Racial disparities in NSF funding rates

The NSF receives tens of thousands of high-quality submissions each year, many more than it can fund (Figure 1A). From 1996 to 2019, the overall funding rate, or the proportion of proposals that were awarded, fluctuated between 22% and 34% due to factors such as changing budgets and proposal submission numbers. For example, stimulus funding in 2009 from the American Recovery and Reinvestment Act raised the funding rate to 32%, whereas a significant increase in proposals in 2010 lowered the funding rate to 23%.

Figure 1 with 3 supplements see all
From 1999 to 2019, proposals by white PIs were consistently funded at rates above the overall average, while proposals by most other groups were funded at rates below the overall average.

(A) Overall funding rates (black line) and total number of proposals (gray bars) have fluctuated on a yearly basis over time. (B) Racial disparities in funding rates have persisted for more than 20 years. Funding rates by PI race and ethnicity are normalized to the overall rate for each year. Groups represented by thinner lines submitted on average fewer than 500 proposals annually. Data for white and Asian PIs are only available starting in 1999, and for multiracial PIs starting in 2005. Source data: Data S1 in the accompanying data repository (https://doi.org/10.5061/dryad.2fqz612rt).

[SHORT EXERCISE]
Please carry the excerpt on racial disparities in NSF funding rates further, picking up after its final sentence. The records that come next are separate material and are not part of the excerpt on NSF funding rates.

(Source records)
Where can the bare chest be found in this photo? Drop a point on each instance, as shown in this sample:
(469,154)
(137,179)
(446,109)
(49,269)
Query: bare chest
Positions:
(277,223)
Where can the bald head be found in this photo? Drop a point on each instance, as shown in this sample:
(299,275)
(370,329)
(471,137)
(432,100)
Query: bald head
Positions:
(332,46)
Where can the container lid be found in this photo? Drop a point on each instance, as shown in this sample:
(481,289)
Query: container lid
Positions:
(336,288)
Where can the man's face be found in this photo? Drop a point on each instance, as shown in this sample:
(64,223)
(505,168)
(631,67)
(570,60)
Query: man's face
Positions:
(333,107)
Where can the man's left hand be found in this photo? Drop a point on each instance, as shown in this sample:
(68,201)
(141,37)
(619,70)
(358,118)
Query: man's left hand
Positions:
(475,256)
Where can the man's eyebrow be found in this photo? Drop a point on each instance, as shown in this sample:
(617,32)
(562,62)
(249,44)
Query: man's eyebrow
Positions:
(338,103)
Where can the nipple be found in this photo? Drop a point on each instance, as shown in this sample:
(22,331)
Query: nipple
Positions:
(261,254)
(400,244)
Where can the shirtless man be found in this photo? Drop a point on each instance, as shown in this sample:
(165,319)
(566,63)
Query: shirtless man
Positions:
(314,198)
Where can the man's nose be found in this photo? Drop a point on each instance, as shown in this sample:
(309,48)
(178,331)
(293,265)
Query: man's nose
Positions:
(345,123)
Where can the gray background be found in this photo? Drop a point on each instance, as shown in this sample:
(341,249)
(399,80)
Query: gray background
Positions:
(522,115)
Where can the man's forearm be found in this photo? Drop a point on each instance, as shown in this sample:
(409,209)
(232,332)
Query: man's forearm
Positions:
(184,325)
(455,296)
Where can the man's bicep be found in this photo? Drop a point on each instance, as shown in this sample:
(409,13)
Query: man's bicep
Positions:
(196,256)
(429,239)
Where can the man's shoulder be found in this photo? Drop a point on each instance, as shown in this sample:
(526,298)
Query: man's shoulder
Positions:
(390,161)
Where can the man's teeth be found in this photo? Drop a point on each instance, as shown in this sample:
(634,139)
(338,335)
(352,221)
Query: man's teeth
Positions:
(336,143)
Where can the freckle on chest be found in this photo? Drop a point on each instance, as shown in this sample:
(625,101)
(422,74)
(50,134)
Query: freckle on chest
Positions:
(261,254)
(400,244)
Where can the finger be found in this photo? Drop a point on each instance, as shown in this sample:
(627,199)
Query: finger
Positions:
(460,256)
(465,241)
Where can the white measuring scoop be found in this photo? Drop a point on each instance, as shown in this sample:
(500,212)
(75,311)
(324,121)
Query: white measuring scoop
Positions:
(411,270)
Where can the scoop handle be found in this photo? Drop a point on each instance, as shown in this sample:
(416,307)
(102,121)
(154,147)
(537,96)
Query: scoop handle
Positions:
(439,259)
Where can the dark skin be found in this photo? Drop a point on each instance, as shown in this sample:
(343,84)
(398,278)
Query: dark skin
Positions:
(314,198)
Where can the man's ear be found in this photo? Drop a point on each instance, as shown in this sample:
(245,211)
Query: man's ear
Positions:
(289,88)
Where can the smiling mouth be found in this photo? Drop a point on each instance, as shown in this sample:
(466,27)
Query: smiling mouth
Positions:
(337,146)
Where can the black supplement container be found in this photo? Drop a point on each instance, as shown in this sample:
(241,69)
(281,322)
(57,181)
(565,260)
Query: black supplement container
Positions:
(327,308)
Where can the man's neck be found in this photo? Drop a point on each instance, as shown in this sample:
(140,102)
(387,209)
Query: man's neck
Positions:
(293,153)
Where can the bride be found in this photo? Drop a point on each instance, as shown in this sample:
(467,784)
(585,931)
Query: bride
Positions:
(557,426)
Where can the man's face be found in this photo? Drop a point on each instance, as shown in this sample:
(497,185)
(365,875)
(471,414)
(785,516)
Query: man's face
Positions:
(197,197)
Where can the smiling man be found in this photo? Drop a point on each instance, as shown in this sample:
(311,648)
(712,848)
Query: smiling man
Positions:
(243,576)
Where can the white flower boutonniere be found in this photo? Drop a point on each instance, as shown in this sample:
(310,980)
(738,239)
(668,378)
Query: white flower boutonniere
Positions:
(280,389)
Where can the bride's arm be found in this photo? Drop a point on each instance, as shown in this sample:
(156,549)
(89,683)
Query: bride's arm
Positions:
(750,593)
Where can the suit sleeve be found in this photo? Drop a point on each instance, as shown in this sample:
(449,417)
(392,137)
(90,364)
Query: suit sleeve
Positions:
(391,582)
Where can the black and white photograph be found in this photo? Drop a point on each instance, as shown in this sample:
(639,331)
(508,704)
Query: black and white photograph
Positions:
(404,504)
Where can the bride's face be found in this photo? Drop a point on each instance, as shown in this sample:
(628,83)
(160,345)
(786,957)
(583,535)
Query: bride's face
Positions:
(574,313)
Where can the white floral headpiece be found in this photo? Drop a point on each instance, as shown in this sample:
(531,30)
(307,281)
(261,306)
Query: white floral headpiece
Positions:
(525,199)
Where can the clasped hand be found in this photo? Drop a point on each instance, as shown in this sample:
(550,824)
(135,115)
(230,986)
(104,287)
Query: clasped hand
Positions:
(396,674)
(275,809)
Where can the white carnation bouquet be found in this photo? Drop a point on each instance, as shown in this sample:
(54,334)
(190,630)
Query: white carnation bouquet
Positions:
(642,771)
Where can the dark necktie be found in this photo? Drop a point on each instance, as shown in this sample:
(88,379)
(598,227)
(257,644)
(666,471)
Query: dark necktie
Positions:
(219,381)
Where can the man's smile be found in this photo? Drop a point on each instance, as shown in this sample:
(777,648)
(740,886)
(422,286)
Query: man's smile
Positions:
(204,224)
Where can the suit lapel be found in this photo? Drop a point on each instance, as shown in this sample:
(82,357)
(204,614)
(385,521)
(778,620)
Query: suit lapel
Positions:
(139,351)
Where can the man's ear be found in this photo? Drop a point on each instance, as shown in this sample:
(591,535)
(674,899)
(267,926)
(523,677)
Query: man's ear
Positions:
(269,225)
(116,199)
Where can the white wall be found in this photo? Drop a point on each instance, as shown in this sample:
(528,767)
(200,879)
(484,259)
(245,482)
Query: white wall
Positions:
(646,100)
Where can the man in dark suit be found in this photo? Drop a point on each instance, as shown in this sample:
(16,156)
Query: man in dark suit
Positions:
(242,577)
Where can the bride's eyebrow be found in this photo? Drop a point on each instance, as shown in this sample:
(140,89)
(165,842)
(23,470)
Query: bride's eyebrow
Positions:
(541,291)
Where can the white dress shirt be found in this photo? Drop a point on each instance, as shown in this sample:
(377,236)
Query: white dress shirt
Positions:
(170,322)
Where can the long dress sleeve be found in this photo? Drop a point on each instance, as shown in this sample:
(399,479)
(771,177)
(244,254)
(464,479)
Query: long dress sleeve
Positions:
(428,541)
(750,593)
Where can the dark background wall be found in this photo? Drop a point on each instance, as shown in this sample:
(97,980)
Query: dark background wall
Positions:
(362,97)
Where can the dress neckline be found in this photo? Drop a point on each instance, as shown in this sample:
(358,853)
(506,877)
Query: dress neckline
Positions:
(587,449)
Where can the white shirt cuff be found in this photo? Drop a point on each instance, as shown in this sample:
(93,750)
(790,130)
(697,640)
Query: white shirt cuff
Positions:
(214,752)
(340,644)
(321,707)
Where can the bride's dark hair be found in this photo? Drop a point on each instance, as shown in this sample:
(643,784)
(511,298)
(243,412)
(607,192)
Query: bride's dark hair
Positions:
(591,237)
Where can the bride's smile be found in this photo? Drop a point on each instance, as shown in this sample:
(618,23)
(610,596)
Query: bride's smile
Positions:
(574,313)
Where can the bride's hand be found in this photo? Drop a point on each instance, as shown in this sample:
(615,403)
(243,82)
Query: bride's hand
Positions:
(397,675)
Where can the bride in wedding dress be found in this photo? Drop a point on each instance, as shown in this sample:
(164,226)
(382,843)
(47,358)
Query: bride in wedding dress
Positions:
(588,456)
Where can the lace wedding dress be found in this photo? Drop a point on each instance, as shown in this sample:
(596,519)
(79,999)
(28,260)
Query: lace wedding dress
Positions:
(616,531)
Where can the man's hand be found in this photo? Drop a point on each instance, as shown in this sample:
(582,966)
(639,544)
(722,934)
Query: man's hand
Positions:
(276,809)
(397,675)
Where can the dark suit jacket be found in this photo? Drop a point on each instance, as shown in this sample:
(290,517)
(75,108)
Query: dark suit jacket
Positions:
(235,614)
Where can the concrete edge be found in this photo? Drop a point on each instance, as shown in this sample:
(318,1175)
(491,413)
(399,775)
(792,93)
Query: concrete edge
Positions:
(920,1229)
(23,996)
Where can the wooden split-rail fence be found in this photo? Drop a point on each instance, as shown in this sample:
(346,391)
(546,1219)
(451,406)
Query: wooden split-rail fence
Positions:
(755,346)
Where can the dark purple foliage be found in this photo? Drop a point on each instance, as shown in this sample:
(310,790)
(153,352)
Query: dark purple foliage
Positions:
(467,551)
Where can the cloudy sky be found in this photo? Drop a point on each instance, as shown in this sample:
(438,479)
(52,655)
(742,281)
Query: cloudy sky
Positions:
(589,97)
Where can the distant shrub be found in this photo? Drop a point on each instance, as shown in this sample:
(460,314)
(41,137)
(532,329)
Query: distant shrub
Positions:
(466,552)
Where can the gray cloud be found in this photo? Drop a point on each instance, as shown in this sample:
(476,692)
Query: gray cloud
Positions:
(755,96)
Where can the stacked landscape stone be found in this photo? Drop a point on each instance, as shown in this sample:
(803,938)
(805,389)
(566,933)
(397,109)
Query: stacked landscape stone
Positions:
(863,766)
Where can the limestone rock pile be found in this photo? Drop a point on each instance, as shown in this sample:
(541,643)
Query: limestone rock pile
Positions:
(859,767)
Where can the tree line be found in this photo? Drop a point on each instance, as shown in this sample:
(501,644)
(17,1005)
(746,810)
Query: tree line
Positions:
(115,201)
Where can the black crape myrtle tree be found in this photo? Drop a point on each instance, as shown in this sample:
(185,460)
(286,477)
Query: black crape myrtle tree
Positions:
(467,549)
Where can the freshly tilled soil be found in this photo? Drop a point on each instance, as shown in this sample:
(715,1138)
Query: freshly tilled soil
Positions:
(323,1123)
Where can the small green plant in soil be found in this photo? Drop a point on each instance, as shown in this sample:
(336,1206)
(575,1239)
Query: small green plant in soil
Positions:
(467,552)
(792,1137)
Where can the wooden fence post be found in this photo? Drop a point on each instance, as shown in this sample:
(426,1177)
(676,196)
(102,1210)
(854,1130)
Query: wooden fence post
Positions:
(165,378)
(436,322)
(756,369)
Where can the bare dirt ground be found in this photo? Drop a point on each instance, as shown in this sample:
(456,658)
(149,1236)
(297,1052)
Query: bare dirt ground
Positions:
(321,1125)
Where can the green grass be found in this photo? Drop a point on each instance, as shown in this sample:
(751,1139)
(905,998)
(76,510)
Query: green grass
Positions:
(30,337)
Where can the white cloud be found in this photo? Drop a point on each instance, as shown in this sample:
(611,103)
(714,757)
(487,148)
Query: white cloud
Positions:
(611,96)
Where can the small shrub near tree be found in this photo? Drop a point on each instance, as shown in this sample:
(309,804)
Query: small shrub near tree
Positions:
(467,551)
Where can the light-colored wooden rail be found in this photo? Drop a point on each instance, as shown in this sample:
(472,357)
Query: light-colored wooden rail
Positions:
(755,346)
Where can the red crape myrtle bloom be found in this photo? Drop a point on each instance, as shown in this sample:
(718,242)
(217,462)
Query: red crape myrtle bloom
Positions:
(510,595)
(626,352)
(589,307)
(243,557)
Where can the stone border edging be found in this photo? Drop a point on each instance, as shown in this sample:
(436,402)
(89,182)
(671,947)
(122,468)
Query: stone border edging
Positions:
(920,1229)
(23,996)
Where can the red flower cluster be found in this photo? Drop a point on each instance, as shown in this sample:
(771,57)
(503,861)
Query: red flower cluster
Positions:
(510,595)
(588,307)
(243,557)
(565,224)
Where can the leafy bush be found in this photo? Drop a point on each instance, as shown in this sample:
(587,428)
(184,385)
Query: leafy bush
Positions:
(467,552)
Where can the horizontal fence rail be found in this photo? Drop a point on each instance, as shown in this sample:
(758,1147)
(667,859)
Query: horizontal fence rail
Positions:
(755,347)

[THE ANSWER]
Despite year-to-year variability in the overall funding rate, there are persistent and significant differences in funding rates between proposals submitted by PIs from each racial and ethnic group. To investigate these differences, for each year, we calculated relative funding rates for each group, normalizing by the annual overall funding rate. We find that proposals by white PIs were consistently funded at rates higher than the overall rate, with an average relative funding rate of +8.5% from 1999 to 2019 (Figure 1B; Figure 1—figure supplement 1). The relative funding rate for proposals by white PIs also steadily increased during this period, from +2.8% in 1999 to +14.3% in 2019. In contrast, proposals by most non-white PIs, specifically Asian, Black/AA, and NH/PI PIs, were consistently funded below the overall rate, with average relative funding rates of –21.2%, –8.1%, and –11.3%, respectively.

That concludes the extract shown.